Task statement: Copy the listing exactly. Omit nothing.

Dataset records:
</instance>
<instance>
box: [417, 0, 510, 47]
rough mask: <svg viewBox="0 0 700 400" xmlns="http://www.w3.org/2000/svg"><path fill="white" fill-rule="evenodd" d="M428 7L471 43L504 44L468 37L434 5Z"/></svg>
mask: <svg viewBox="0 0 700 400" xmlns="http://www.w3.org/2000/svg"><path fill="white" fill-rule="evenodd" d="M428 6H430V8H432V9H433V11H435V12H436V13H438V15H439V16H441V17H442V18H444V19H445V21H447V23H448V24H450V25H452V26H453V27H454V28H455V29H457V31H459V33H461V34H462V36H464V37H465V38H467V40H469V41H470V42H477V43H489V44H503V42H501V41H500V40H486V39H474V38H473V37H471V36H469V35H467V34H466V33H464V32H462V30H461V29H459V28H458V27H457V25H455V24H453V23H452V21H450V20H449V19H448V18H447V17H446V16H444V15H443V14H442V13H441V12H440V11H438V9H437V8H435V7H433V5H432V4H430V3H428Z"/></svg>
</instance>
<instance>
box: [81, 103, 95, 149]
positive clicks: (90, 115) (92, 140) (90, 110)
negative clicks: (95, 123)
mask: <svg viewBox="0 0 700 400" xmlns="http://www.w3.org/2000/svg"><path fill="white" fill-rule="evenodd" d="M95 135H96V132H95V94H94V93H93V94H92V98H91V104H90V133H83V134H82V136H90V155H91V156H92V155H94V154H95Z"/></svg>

Output for this task:
</instance>
<instance>
box: [417, 0, 510, 47]
rough mask: <svg viewBox="0 0 700 400" xmlns="http://www.w3.org/2000/svg"><path fill="white" fill-rule="evenodd" d="M428 7L471 43L504 44L468 37L434 5Z"/></svg>
mask: <svg viewBox="0 0 700 400" xmlns="http://www.w3.org/2000/svg"><path fill="white" fill-rule="evenodd" d="M428 6H430V8H432V9H433V11H435V12H436V13H438V15H439V16H441V17H442V18H444V19H445V21H447V23H448V24H450V25H452V26H453V27H454V28H455V29H457V31H459V33H461V34H462V36H464V37H465V38H467V40H469V41H470V42H477V43H489V44H503V42H501V41H500V40H486V39H474V38H473V37H471V36H469V35H467V34H466V33H464V32H462V30H461V29H459V28H458V27H457V25H455V24H453V23H452V21H450V20H449V19H448V18H447V17H446V16H444V15H443V14H442V13H441V12H440V11H438V9H437V8H435V7H433V5H432V4H430V3H428Z"/></svg>
</instance>
<instance>
box: [81, 103, 95, 149]
positive clicks: (90, 115) (92, 140) (90, 110)
negative clicks: (95, 123)
mask: <svg viewBox="0 0 700 400" xmlns="http://www.w3.org/2000/svg"><path fill="white" fill-rule="evenodd" d="M95 135H96V132H95V94H94V93H93V94H92V98H91V104H90V133H83V134H82V136H90V155H91V156H92V155H94V154H95Z"/></svg>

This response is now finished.